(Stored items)
[Start of section]

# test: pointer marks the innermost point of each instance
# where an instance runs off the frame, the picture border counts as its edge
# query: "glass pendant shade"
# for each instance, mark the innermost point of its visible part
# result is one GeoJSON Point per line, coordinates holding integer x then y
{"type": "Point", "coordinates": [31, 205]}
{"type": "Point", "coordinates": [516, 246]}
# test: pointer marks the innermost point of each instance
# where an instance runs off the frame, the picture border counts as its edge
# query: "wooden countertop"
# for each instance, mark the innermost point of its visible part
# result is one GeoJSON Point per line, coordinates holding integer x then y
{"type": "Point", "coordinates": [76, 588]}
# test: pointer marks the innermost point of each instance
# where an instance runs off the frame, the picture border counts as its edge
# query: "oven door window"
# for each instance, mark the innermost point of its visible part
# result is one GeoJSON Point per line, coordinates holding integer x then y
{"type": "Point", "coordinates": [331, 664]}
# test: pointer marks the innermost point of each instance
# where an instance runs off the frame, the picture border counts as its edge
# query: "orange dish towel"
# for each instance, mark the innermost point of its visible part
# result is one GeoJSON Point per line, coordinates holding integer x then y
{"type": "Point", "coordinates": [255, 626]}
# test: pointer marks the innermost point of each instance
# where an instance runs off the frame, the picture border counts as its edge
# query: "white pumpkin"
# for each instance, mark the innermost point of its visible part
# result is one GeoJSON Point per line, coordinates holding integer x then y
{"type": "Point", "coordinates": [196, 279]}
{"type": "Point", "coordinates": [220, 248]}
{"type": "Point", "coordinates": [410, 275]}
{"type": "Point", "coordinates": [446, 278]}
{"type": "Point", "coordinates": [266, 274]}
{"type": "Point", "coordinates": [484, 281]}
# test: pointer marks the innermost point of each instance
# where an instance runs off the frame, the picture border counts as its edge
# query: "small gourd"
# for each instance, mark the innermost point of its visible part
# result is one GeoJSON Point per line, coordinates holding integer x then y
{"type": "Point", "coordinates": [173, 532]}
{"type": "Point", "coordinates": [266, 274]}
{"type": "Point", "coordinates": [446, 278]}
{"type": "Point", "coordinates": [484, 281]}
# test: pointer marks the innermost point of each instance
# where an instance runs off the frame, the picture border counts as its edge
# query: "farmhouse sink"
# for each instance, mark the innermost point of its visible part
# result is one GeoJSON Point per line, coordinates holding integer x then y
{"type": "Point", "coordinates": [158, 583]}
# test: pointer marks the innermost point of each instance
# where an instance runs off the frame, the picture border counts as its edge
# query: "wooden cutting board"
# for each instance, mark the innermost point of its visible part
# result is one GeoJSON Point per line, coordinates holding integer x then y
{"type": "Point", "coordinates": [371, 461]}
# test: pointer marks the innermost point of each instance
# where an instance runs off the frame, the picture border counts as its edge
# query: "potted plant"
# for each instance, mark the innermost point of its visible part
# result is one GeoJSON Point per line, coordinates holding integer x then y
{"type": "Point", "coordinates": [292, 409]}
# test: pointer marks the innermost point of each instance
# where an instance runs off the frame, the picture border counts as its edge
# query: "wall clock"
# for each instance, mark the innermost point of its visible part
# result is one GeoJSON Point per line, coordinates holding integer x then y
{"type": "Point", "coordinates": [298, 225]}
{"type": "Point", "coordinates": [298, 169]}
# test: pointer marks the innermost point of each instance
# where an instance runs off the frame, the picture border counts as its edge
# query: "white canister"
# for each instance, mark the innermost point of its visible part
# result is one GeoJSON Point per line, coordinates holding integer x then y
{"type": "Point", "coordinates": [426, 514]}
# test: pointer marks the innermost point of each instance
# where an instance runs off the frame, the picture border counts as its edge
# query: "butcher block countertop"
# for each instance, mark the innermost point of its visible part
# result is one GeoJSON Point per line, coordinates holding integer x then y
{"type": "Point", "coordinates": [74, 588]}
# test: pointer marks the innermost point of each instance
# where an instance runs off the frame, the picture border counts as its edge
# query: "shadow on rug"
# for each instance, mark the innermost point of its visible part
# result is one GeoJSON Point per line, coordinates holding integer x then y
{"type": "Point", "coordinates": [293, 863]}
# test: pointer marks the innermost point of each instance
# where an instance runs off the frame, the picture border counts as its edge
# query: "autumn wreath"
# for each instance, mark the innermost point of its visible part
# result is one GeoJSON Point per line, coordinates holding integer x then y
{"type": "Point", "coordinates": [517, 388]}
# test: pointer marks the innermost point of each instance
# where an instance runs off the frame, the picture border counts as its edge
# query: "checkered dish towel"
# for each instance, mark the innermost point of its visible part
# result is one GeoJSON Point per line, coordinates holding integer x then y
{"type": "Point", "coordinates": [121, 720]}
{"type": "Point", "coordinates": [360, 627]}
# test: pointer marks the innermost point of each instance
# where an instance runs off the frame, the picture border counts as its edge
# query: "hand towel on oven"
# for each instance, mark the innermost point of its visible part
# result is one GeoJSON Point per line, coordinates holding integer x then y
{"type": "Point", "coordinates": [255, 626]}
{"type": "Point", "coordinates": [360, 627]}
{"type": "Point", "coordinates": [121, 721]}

[End of section]

__WHAT IS REQUIRED__:
All of the entries above should be written out verbatim.

__ANSWER TO THE PROBLEM__:
# test: pointer marks the innermost point of each instance
# where an instance runs off the frame, the picture border counts as its edge
# query: "glass pendant shade"
# for each instance, mark the innermost point of its visible part
# result is one GeoJSON Point per line, coordinates holding integer x then y
{"type": "Point", "coordinates": [31, 205]}
{"type": "Point", "coordinates": [516, 246]}
# test: pointer marks the innermost point of each instance
# where an instance runs off the frame, the picture border counts as its edge
# query: "wooden countertop"
# for each instance, mark the innermost point of its visible part
# result is one GeoJSON Point per line, coordinates holding integer x then y
{"type": "Point", "coordinates": [76, 588]}
# test: pointer marks the innermost point of each instance
# where an instance runs off the frame, the picture border counts as its edge
# query: "oven door window"
# for each instance, mark the innermost point of its visible part
# result is one GeoJSON Point per line, coordinates holding integer x then y
{"type": "Point", "coordinates": [331, 664]}
# test: pointer marks the innermost point of each instance
# where an instance runs off the frame, the picture border counts as its edge
# query: "orange dish towel"
# for each instance, mark the innermost point of its visible part
# result is one GeoJSON Point per line, coordinates holding integer x then y
{"type": "Point", "coordinates": [255, 626]}
# test: pointer marks the innermost point of each instance
# where an instance runs off the frame, the picture border counts as its edge
# query: "white pumpkin"
# for each instance, mark the innermost point of its visible part
# result is one GeoJSON Point per line, coordinates holding integer x then y
{"type": "Point", "coordinates": [196, 279]}
{"type": "Point", "coordinates": [220, 248]}
{"type": "Point", "coordinates": [410, 275]}
{"type": "Point", "coordinates": [446, 278]}
{"type": "Point", "coordinates": [266, 274]}
{"type": "Point", "coordinates": [484, 281]}
# test: pointer marks the innermost point of each instance
# where an instance runs off the frame, the picture border counts as its edge
# query: "small gourd"
# for each instance, mark the innermost point of its visible part
# result is one GeoJSON Point per line, coordinates holding integer x then y
{"type": "Point", "coordinates": [173, 532]}
{"type": "Point", "coordinates": [266, 274]}
{"type": "Point", "coordinates": [446, 278]}
{"type": "Point", "coordinates": [484, 281]}
# test: pointer marks the innermost point of each instance
# where an instance runs off the frame, the picture border counts as its edge
# query: "farmhouse sink"
# for each instance, mark the innermost point of its visible part
# result is one GeoJSON Point per line, coordinates holding integer x then y
{"type": "Point", "coordinates": [158, 583]}
# test: pointer marks the innermost point of each instance
# where an instance runs off the frame, the picture border counts as its edge
# query: "wooden cutting board"
# for each instance, mark the innermost point of its visible part
# result is one GeoJSON Point per line, coordinates holding integer x then y
{"type": "Point", "coordinates": [371, 461]}
# test: pointer marks the innermost point of each instance
# where an instance runs off the frame, the picture border counts as its edge
# query: "potted plant"
# for each instance, mark the innermost point of its visible part
# result is one GeoJSON Point per line, coordinates holding integer x then y
{"type": "Point", "coordinates": [292, 409]}
# test: pointer marks the innermost point of each instance
# where an instance runs off the frame, the picture border counts as its edge
# query: "wall clock"
# for each instance, mark the innermost point of its visible part
# result is one GeoJSON Point per line, coordinates holding integer x then y
{"type": "Point", "coordinates": [298, 225]}
{"type": "Point", "coordinates": [298, 169]}
# test: pointer marks the innermost point of each instance
# where an instance runs off the frame, the picture border counts as its edge
# query: "white canister"
# for each instance, mark the innermost point of its visible part
# result is one GeoJSON Point per line, coordinates holding integer x then y
{"type": "Point", "coordinates": [426, 514]}
# test: pointer marks the innermost point of each instance
# where an instance runs off the frame, the picture border counts as its edge
# query: "butcher block countertop"
# for each instance, mark the innermost point of its visible part
# result is one GeoJSON Point per line, coordinates holding integer x then y
{"type": "Point", "coordinates": [74, 588]}
# test: pointer marks the innermost point of each instance
# where an instance runs off the frame, the picture border counts as its edge
# query: "shadow on rug"
# for each instance, mark the innermost point of its visible part
# result is one GeoJSON Point per line, coordinates holding integer x then y
{"type": "Point", "coordinates": [293, 863]}
# test: pointer marks the innermost point of each instance
# where an instance runs off the frame, the picture border counts as its edge
# query: "autumn wreath"
# for each instance, mark the innermost point of its visible part
# result is one GeoJSON Point per line, coordinates holding integer x then y
{"type": "Point", "coordinates": [517, 388]}
# test: pointer marks the innermost point of each instance
# where an instance runs off the frame, the picture border counts as its edge
# query: "checkered dish towel"
# for each instance, mark the innermost point of its visible part
# result is one GeoJSON Point per line, coordinates holding integer x then y
{"type": "Point", "coordinates": [121, 720]}
{"type": "Point", "coordinates": [360, 627]}
# test: pointer marks the innermost point of each instance
# where an instance runs off the frame, the picture border counts as its edge
# query: "hand towel on oven"
# for each instance, mark the innermost point of its visible part
# result is one GeoJSON Point per line, coordinates holding integer x then y
{"type": "Point", "coordinates": [255, 626]}
{"type": "Point", "coordinates": [360, 627]}
{"type": "Point", "coordinates": [121, 721]}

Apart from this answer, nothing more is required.